• [Kutipan Teks]:
::::
Bersama Bahagia Dalam Naungan Islam

  • RAHASIA DI AKHIR TASYAHUD

    Sukses, ternyata tidak lepas dari kecerdikan dalam memilah dan memanfaatkan kesempatan, apapun bentuk kesuksesan itu. Sehingga memerankan strategi yang baik sangatlah penting dalam kehidupan seorang muslim.

  • SAATNYA AKU TIADA LAGI BERMIMPI

    Hunian super mewah di dunia belum ada apa-apanya jika dibandingkan dengan hunian yang Allah sediakan di surga. Untuk memilikinya pun bukanlah mimpi, bahkan seorang mukmin yang paling miskin pun bisa meraihnya, dan hal itu bukanlah perkara yang mustahil.

  • HAK-HAK ANAK TERHADAP ORANG TUA

    Hak-hak anak bagi orang tua ibarat biji-bijian yang hendak ditanamnya. Apabila biji-bijian ini ketika sebelum maupun setelah ditanamnya diperhatikan dan dirawat dengan baik, niscaya ia akan menjadi tanaman yang subur dan menghasilkan buah yang baik lagi banyak.

  • DOSA-DOSA PACARAN

    Cukuplah bagi kita, khususnya orang tua atau mereka yang di bawah tangannya tergenggam amanah akan pendidikan maupun perkembangan anak-anaknya, bahwa fakta maupun realita yang kerap terdengar dan menjadi santapan sehari-hari kita menunjukkan akan buruknya akibat dari sebuah pacaran.

Saat Ikhtilat Menjadi Tradisi

Pada zaman sekarang ini, ikhtilat sepertinya sudah menjadi budaya dan tradisi di Negeri ini. Tidak ada tempat melainkan di sana ada ikhtilat. Dalam dunia pendidikan, kampus, dunia kerja, pusat-pusat perdagangan, tempat hiburan, rekreasi, bahkan sampai pada angkutan umum, baik darat, laut maupun udara. Kalau kita hendak berpergian, seakan-akan kita tidak bisa terlepas dari fitnah yang satu ini.
::::
• [Data Tersedia]:
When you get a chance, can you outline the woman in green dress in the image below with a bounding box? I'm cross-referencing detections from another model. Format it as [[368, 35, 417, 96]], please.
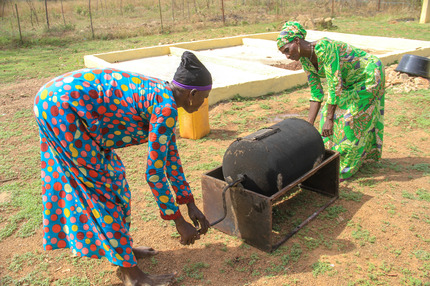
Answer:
::::
• [Tujuan Tugas]: Salin lagi bagian kutipan teks di atas dari "Bersama Bahagia Dalam" sampai dengan "baik lagi banyak.", tapi ganti "biji-bijian" dengan "benih-benih".

• [Hasil Tugas]:
Bersama Bahagia Dalam Naungan Islam

  • RAHASIA DI AKHIR TASYAHUD

    Sukses, ternyata tidak lepas dari kecerdikan dalam memilah dan memanfaatkan kesempatan, apapun bentuk kesuksesan itu. Sehingga memerankan strategi yang baik sangatlah penting dalam kehidupan seorang muslim.

  • SAATNYA AKU TIADA LAGI BERMIMPI

    Hunian super mewah di dunia belum ada apa-apanya jika dibandingkan dengan hunian yang Allah sediakan di surga. Untuk memilikinya pun bukanlah mimpi, bahkan seorang mukmin yang paling miskin pun bisa meraihnya, dan hal itu bukanlah perkara yang mustahil.

  • HAK-HAK ANAK TERHADAP ORANG TUA

    Hak-hak anak bagi orang tua ibarat benih-benih yang hendak ditanamnya. Apabila benih-benih ini ketika sebelum maupun setelah ditanamnya diperhatikan dan dirawat dengan baik, niscaya ia akan menjadi tanaman yang subur dan menghasilkan buah yang baik lagi banyak.